▶ [Try it] Return the records verbatim, from their first line through the line containing "negative clicks: (94, 251)", both included.

▶ [Task data]

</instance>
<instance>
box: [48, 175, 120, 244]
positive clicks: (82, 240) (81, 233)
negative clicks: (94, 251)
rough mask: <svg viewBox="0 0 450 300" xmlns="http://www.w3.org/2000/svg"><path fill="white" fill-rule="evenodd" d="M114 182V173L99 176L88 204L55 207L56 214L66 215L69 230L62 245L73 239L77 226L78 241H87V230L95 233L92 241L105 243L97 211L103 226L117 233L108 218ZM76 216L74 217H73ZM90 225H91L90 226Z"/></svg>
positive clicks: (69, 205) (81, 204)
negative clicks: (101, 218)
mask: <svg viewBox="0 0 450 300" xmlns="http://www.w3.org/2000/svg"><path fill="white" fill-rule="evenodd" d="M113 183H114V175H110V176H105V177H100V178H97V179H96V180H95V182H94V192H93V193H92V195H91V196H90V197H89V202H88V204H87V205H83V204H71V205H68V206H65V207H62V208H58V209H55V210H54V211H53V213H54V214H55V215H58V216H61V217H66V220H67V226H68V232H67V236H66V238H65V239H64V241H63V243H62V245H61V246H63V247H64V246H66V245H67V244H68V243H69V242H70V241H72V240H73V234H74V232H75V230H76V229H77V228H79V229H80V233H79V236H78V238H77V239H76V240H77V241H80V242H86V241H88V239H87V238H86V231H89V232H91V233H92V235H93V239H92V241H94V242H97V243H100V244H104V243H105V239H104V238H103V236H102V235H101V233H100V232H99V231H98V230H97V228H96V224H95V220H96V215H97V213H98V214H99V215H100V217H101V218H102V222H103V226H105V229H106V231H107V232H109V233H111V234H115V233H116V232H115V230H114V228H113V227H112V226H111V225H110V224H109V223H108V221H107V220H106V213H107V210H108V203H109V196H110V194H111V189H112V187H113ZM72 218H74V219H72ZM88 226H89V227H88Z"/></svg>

▶ [Response below]
</instance>
<instance>
box: [48, 175, 120, 244]
positive clicks: (82, 240) (81, 233)
negative clicks: (94, 251)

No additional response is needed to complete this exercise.